▸ Description of the task: Reproduce the data below in full and to the letter, images excepted.

(Excerpts from a dataset)
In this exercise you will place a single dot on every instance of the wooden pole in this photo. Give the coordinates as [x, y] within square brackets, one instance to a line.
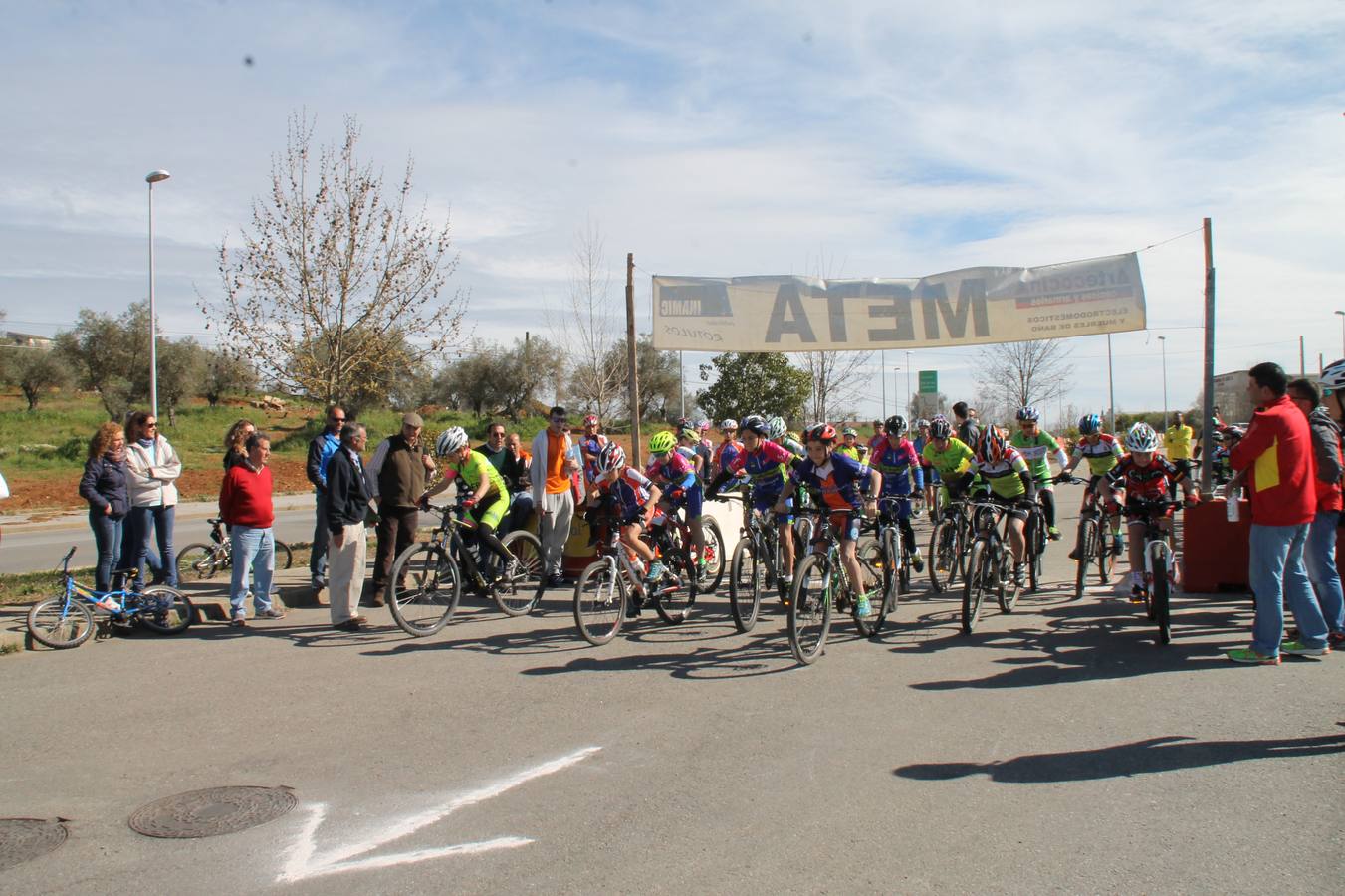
[629, 356]
[1207, 455]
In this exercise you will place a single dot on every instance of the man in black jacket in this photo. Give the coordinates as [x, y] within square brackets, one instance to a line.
[347, 505]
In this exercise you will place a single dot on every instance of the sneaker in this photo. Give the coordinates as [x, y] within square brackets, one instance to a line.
[1251, 658]
[1299, 649]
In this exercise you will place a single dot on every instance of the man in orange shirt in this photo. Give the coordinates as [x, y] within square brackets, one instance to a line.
[553, 464]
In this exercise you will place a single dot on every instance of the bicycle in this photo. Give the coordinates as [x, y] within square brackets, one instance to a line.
[613, 578]
[68, 619]
[989, 563]
[199, 561]
[1094, 543]
[820, 582]
[425, 581]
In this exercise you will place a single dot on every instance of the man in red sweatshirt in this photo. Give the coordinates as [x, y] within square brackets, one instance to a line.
[1280, 470]
[246, 509]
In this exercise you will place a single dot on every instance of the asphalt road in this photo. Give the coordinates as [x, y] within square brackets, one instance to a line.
[1056, 750]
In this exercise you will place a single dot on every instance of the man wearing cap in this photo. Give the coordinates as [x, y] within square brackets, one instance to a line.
[397, 475]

▸ Response box:
In this exercise you will place a single dot on every instance of the wooden pole in this photo. Give the coordinates as [x, y] within square brackets, one instance to a line.
[629, 356]
[1207, 455]
In this exercise you will place a single dot on every instance of the man in black jacket in this photo. Give the coordinates as [x, y] within square brackets, one instance to a line.
[347, 505]
In this exercise you will place a single dot on every instance of the sneaker in this photo. Give the coordinates as [x, y] within square brackets, one instance to a line.
[1251, 658]
[1299, 649]
In this exercise you will place a single dot on every instance of the man in orange shirt in this photo. Give the coordinates as [x, y] within square brackets, one instance to a line.
[553, 464]
In this exercise you will place a single dot on every instance of the bicycle in this photo. Give the coordinates as [x, y] within square brackets, one instance to a line.
[613, 578]
[68, 619]
[989, 563]
[199, 561]
[1094, 543]
[820, 582]
[425, 581]
In this exercise you will place a single dot on every instance of the man in red sweatshirt in this photo. Give the coordinates as [x, y] within square brackets, one instance to a line.
[1280, 470]
[246, 509]
In this exercise you will place a single dot on every instance of the asphalt road in this photo. Give the coordinates as [x, y] within square brackets, one instance to a line.
[1056, 750]
In this exercise you will place a single dot on every instance of the man wearing cap in this photo. Give the coordinates as [x, y] within square brackets, one instance to a line.
[397, 475]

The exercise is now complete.